Stored dataset items:
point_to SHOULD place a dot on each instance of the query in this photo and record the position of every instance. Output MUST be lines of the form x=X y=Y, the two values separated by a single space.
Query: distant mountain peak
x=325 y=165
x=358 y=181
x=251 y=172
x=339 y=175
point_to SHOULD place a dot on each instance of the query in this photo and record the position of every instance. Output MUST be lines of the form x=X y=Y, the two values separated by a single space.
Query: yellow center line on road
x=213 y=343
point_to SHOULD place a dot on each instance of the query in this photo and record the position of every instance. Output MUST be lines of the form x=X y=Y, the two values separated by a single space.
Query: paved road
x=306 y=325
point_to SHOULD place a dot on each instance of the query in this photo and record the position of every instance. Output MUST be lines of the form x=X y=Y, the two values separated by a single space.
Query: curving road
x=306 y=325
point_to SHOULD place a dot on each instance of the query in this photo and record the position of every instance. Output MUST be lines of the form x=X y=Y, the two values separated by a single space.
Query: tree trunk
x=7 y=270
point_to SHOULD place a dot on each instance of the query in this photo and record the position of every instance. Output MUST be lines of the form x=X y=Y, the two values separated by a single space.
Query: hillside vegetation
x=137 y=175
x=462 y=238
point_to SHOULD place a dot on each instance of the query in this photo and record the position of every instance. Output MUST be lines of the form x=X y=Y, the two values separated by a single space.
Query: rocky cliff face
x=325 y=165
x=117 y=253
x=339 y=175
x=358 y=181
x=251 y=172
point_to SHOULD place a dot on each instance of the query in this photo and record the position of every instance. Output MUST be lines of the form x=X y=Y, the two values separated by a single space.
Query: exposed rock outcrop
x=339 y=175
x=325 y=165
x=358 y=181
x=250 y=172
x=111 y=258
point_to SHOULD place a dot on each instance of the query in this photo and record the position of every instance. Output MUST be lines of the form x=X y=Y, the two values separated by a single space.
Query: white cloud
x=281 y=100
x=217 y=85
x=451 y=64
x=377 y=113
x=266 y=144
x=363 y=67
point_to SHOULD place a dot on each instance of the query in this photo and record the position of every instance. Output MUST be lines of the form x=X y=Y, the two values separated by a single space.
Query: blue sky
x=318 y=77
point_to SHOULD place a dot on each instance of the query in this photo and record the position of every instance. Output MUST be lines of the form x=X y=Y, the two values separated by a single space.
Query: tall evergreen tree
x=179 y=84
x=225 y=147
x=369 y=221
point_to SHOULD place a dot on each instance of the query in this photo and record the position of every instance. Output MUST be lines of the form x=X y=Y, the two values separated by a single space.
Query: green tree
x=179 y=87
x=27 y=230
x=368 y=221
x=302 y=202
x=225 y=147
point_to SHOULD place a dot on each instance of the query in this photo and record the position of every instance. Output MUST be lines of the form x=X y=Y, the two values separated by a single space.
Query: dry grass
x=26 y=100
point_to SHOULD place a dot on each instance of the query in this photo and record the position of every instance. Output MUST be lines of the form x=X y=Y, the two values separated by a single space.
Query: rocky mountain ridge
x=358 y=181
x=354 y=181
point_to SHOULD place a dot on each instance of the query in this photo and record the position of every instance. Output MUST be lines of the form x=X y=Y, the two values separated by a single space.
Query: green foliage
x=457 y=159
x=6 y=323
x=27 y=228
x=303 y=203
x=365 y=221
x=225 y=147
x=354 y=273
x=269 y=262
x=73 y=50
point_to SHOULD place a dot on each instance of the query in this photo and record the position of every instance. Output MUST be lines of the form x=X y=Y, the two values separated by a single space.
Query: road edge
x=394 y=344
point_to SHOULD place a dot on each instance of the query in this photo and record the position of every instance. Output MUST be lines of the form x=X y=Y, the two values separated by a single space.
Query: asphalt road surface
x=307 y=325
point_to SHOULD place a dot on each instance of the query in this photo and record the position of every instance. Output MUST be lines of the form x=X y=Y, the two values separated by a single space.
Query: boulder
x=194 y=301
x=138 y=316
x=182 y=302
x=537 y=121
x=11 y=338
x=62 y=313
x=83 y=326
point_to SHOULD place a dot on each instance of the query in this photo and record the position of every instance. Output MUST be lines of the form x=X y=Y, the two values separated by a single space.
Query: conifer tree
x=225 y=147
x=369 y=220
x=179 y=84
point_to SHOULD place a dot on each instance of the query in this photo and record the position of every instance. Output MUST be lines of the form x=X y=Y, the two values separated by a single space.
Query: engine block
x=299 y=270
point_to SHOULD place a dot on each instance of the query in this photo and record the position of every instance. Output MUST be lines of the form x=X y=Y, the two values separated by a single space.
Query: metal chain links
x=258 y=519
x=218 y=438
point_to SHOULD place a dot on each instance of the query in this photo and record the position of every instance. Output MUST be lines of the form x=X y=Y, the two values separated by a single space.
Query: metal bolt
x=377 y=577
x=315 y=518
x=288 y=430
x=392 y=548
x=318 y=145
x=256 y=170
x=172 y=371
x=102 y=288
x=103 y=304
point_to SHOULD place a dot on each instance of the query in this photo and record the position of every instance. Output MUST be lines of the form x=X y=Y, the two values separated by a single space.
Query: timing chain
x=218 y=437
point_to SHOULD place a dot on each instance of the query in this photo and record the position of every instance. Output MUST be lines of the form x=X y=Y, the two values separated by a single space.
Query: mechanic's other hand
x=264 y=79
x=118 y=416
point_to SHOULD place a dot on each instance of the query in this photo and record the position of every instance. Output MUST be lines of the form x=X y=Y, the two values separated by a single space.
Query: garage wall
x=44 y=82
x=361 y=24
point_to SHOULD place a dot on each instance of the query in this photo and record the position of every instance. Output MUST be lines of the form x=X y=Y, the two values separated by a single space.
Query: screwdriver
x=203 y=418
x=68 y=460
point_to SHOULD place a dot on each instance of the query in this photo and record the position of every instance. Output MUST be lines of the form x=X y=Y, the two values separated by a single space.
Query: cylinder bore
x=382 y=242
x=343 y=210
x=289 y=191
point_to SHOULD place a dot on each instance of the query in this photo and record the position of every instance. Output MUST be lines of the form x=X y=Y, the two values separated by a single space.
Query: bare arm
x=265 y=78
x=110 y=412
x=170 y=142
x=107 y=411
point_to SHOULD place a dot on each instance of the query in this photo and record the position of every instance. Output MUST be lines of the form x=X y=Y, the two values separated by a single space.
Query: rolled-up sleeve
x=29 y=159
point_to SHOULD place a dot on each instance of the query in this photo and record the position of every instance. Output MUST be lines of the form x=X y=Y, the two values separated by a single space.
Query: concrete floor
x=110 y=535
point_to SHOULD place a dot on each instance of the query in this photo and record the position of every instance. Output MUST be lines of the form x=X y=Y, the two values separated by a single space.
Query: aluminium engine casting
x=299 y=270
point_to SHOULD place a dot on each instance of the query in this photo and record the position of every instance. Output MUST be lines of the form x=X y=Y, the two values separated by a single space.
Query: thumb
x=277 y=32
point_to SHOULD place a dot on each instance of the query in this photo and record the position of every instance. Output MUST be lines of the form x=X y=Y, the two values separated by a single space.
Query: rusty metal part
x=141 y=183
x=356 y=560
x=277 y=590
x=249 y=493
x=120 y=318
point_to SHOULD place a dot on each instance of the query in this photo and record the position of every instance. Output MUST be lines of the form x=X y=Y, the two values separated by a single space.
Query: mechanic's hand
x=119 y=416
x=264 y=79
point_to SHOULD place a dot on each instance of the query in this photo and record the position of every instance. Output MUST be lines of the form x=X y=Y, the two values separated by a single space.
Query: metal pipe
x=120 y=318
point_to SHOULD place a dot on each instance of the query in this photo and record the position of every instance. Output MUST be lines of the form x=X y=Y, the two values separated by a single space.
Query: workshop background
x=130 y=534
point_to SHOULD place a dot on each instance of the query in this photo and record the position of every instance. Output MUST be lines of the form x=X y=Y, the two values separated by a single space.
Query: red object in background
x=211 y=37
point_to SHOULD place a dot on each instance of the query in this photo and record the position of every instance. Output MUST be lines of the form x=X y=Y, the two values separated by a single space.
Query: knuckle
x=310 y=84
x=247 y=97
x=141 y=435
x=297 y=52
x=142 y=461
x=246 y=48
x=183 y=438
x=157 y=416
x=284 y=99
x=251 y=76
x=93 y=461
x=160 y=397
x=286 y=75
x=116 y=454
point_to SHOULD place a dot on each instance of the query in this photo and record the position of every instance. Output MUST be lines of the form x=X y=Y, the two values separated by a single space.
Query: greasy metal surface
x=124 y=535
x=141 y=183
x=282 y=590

EXERCISE
All lines from the one with "Query: knuckle" onward to the end of the records above should be repeated exactly, and only those lines.

EXERCISE OUTPUT
Query: knuckle
x=310 y=84
x=247 y=97
x=141 y=435
x=297 y=52
x=142 y=461
x=246 y=48
x=183 y=438
x=157 y=416
x=284 y=99
x=251 y=76
x=93 y=461
x=160 y=397
x=286 y=75
x=116 y=454
point_to SHOULD place a dot on each instance of the query in this photo and record the position of every instance. Output MUST be lines of the form x=X y=Y, the two values separated by a single space.
Query: greasy metal surface
x=124 y=535
x=141 y=183
x=282 y=590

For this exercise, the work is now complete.